Task prompt: Show every line below that contains the word "tree", copying each one in full.

_ _ _

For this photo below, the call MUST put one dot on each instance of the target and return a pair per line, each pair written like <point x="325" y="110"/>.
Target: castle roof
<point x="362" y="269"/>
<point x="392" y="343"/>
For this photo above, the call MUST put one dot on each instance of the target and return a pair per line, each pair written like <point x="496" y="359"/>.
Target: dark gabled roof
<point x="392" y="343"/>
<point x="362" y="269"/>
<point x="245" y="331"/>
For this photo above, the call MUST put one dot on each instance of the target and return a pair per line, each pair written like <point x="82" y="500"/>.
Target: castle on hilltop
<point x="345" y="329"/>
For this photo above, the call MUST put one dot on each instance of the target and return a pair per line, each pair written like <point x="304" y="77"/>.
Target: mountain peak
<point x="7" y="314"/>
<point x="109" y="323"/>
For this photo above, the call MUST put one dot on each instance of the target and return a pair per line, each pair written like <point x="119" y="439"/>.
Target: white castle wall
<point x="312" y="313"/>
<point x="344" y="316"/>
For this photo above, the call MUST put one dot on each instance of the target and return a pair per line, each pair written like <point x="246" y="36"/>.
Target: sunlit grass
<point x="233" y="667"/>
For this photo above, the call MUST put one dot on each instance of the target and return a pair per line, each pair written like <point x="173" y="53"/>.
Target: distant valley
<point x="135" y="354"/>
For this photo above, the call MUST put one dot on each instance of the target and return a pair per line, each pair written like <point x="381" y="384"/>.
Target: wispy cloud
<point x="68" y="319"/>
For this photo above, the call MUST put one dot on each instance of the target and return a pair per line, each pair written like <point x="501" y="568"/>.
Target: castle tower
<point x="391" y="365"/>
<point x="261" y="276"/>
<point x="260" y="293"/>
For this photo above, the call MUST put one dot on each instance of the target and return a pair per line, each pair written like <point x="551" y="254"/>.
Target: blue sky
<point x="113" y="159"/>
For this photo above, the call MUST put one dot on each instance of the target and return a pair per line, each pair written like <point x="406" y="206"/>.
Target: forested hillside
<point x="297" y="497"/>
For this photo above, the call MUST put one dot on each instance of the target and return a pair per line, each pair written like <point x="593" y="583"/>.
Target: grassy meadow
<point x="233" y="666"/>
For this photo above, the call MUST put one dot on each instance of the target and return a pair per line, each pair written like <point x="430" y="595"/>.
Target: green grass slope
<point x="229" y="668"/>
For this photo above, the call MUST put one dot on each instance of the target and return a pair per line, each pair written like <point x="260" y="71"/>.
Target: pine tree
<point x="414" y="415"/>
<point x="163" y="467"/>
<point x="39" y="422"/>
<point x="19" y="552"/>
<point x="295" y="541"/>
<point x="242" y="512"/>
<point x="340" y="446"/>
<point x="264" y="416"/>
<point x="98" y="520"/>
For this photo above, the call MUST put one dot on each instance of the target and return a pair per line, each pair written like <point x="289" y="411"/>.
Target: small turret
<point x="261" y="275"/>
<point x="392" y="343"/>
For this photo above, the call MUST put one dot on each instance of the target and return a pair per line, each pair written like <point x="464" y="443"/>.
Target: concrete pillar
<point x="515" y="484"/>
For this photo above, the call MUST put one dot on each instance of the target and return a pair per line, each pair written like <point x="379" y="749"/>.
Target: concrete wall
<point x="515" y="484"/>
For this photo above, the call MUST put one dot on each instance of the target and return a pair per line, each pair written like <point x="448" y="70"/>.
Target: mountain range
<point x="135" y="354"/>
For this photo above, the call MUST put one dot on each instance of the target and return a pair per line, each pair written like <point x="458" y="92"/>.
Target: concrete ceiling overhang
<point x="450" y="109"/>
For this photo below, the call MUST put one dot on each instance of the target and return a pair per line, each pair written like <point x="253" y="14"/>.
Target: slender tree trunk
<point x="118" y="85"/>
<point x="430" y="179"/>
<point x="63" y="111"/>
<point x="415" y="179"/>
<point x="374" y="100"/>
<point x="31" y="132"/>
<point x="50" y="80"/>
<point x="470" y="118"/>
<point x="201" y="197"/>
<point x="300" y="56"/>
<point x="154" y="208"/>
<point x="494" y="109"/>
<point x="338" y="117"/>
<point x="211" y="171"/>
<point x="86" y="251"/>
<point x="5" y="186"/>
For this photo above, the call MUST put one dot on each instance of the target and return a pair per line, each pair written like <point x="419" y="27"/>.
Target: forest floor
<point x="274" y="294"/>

_ _ _

Correct output:
Target: pine tree
Target: slender tree trunk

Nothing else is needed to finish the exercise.